**Written instruction:** Please pull out each line below that contains the string "item", copying the whole line. Case counts.

**Data shown:**
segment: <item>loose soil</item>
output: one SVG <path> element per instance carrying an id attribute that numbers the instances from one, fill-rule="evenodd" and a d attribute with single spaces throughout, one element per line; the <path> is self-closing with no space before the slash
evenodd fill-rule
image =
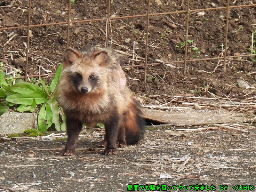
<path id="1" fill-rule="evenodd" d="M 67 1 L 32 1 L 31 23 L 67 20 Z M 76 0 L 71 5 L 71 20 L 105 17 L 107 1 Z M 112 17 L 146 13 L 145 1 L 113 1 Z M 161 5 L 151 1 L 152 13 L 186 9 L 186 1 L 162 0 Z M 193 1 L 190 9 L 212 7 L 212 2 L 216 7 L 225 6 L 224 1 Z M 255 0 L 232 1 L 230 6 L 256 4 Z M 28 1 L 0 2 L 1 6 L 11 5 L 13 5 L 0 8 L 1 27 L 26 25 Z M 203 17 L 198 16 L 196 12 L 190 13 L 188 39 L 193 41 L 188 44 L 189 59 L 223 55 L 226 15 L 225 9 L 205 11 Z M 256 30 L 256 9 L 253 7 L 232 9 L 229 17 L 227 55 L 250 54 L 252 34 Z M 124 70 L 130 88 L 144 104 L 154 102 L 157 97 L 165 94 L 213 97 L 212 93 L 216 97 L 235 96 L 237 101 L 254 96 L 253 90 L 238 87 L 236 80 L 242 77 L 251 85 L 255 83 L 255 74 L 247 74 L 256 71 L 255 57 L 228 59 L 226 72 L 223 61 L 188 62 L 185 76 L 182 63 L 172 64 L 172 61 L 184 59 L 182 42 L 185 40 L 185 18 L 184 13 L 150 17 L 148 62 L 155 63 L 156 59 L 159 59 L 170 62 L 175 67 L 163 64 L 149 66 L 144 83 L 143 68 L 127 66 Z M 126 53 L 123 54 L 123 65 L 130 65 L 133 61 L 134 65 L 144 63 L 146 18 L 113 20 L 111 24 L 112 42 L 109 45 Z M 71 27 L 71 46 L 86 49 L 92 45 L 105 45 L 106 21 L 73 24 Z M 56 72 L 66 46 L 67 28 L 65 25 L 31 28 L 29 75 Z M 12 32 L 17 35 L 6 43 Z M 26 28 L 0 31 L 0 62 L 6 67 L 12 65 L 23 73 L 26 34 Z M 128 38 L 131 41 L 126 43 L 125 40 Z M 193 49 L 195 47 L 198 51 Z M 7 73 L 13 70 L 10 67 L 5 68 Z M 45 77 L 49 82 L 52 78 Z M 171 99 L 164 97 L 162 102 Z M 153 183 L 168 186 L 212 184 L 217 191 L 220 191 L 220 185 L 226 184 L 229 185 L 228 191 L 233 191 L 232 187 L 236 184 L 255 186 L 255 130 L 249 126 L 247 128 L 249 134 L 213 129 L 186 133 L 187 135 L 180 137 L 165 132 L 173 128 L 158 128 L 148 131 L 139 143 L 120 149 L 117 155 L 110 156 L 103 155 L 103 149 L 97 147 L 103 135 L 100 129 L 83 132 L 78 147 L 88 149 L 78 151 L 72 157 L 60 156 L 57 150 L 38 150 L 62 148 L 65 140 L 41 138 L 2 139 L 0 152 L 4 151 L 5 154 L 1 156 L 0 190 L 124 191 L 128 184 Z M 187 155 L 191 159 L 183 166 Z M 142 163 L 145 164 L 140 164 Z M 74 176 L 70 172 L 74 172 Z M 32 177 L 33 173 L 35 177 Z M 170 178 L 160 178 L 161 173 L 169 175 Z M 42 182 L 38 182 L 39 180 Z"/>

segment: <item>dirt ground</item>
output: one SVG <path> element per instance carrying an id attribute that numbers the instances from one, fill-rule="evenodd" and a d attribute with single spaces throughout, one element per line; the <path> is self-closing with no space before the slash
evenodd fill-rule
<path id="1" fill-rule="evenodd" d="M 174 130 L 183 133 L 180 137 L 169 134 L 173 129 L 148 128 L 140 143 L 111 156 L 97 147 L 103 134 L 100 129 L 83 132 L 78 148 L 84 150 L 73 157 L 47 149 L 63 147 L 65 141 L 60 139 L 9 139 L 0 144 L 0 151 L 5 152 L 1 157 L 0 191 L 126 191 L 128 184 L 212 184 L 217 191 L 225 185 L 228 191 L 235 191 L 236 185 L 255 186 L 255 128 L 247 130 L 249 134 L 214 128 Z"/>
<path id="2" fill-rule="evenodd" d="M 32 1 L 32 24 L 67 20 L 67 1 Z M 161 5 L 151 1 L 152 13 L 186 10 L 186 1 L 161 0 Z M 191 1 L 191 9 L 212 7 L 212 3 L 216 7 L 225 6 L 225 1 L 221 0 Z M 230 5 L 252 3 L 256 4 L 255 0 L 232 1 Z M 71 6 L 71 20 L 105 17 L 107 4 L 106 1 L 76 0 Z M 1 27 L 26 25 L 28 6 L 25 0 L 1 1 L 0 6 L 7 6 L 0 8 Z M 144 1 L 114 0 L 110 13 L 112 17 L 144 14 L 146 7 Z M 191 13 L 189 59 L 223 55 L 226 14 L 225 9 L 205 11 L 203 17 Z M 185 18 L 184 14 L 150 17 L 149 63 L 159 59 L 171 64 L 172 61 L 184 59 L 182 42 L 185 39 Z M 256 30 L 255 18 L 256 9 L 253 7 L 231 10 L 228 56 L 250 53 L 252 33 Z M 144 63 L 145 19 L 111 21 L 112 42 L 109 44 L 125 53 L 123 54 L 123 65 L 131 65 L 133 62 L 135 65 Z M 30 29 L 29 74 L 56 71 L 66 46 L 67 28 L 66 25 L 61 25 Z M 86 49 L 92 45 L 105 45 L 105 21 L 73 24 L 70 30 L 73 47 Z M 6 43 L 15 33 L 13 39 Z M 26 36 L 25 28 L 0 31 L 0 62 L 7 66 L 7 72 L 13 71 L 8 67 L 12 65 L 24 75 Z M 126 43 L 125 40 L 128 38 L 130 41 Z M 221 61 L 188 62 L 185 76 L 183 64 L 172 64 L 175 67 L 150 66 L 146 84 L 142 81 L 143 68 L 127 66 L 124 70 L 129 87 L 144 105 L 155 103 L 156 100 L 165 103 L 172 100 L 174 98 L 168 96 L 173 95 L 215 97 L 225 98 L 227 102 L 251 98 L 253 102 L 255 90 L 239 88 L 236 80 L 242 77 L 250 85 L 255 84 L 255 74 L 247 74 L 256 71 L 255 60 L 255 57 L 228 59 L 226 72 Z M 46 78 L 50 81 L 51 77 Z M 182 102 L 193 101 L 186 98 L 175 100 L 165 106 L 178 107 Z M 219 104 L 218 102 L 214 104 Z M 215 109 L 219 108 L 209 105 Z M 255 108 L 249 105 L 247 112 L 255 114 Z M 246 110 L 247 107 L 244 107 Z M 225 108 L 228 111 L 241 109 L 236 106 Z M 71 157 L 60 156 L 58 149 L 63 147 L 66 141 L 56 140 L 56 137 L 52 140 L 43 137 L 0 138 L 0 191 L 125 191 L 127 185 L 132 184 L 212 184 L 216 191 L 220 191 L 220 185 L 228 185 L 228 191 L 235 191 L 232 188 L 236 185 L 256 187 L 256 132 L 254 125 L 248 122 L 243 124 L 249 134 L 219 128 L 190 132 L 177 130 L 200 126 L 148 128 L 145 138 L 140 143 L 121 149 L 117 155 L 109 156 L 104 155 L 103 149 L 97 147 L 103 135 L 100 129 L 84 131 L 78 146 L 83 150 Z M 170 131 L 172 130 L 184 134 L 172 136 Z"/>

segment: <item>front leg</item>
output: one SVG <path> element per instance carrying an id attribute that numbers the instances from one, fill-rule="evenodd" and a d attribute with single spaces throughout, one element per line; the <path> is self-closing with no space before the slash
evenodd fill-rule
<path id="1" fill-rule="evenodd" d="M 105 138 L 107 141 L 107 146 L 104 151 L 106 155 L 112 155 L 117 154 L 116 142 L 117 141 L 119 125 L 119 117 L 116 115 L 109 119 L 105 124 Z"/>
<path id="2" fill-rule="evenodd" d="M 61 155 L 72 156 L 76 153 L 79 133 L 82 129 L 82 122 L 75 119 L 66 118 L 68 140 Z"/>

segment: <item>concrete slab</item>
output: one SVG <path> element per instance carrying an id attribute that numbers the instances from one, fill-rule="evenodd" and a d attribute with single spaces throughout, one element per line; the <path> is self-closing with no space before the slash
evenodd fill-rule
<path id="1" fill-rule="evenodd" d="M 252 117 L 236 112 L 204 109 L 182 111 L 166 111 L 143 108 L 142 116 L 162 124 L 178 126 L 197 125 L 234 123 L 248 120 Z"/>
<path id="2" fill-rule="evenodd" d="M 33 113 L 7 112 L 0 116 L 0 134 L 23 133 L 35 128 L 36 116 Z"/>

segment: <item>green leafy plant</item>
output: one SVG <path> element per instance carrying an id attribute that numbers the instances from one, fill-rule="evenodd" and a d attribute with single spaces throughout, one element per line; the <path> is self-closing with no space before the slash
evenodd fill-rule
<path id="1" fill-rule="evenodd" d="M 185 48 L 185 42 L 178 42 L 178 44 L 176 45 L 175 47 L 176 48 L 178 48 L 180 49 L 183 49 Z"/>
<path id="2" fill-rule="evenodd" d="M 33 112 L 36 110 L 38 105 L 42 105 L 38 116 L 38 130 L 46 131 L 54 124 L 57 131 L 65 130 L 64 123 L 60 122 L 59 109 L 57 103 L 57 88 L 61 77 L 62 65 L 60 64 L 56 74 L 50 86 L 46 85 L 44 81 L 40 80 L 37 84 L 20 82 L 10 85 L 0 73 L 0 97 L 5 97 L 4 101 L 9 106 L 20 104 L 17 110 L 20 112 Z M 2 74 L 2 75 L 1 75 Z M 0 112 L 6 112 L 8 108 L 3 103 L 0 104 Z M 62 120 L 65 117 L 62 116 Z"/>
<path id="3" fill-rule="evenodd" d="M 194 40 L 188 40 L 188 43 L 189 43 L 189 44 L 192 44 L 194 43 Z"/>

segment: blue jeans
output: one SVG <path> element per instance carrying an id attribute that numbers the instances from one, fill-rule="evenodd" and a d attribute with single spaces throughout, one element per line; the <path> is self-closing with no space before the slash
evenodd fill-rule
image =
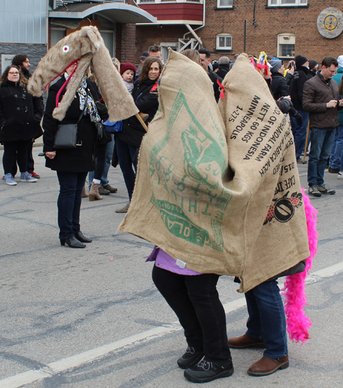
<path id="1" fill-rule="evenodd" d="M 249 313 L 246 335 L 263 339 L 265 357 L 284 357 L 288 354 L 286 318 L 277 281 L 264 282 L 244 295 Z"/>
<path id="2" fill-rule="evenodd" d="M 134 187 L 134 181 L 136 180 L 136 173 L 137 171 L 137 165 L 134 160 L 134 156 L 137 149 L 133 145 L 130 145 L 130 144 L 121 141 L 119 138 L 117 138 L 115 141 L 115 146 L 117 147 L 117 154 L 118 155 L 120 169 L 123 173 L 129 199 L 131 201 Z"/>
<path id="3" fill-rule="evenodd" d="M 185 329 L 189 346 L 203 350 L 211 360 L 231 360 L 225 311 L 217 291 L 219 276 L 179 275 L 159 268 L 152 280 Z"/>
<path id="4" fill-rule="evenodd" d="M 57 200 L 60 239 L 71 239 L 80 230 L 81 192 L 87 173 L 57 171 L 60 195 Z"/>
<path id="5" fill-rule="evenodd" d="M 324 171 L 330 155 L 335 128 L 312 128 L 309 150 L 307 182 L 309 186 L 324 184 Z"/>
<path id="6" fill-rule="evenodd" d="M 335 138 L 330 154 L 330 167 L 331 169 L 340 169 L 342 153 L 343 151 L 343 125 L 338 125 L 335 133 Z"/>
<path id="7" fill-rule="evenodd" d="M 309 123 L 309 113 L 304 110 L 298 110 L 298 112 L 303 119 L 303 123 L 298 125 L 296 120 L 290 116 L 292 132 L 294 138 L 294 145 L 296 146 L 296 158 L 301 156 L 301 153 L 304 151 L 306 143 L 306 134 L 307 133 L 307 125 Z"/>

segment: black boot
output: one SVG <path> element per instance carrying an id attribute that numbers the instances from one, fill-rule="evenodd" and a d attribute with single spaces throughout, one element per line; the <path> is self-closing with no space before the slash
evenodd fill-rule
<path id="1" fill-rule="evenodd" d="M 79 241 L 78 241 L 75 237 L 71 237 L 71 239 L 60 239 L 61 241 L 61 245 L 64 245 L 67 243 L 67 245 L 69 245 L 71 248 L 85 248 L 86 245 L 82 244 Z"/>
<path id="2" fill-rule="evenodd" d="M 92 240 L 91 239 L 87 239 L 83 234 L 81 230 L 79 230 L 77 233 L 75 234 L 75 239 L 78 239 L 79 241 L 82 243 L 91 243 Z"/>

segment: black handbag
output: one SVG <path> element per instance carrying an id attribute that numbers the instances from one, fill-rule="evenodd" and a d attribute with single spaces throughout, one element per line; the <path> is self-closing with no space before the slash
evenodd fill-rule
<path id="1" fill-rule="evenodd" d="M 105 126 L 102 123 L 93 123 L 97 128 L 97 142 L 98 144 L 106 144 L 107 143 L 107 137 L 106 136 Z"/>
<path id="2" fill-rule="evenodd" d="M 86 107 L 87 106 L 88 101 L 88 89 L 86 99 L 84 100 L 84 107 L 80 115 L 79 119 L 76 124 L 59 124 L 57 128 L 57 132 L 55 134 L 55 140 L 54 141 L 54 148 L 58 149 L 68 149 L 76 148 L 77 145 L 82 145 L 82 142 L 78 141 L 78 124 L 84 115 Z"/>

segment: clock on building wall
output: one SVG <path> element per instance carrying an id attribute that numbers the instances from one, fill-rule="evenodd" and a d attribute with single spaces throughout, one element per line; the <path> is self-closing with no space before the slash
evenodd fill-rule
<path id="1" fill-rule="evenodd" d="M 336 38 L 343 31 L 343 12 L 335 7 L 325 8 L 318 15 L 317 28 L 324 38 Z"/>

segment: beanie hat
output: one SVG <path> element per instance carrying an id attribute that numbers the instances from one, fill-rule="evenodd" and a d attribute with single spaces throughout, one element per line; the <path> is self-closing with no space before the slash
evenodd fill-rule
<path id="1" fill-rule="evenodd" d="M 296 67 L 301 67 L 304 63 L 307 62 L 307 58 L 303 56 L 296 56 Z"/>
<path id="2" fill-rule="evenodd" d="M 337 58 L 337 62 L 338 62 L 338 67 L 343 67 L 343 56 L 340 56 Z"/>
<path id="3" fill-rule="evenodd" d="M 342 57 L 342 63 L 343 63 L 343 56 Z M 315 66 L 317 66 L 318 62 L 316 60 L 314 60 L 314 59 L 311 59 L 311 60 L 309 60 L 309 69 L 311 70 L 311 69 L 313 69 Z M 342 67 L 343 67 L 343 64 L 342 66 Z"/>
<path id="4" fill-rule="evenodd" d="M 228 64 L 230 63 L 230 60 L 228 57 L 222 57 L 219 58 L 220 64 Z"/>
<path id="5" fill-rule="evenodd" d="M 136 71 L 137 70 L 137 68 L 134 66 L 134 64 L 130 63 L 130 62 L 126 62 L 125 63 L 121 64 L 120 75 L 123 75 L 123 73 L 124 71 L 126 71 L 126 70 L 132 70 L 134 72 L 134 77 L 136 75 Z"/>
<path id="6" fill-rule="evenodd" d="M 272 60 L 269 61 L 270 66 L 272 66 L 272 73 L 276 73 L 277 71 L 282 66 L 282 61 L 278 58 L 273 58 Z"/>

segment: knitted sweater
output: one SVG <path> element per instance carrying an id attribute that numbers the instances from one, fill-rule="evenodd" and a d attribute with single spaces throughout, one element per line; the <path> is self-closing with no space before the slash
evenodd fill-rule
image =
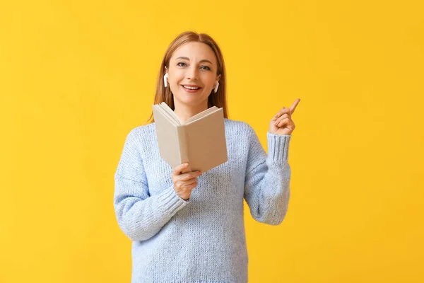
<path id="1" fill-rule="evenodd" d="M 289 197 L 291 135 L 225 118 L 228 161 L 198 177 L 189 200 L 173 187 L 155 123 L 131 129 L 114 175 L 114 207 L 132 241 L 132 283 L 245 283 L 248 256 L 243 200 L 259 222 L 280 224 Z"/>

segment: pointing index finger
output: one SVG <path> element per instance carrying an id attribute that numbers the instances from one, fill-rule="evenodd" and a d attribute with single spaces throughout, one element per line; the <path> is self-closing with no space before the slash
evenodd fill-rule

**Solution to the exercise:**
segment: <item>loose soil</item>
segment: <item>dirt ground</item>
segment: <item>front leg</item>
segment: <item>concrete slab</item>
segment: <item>green leafy plant</item>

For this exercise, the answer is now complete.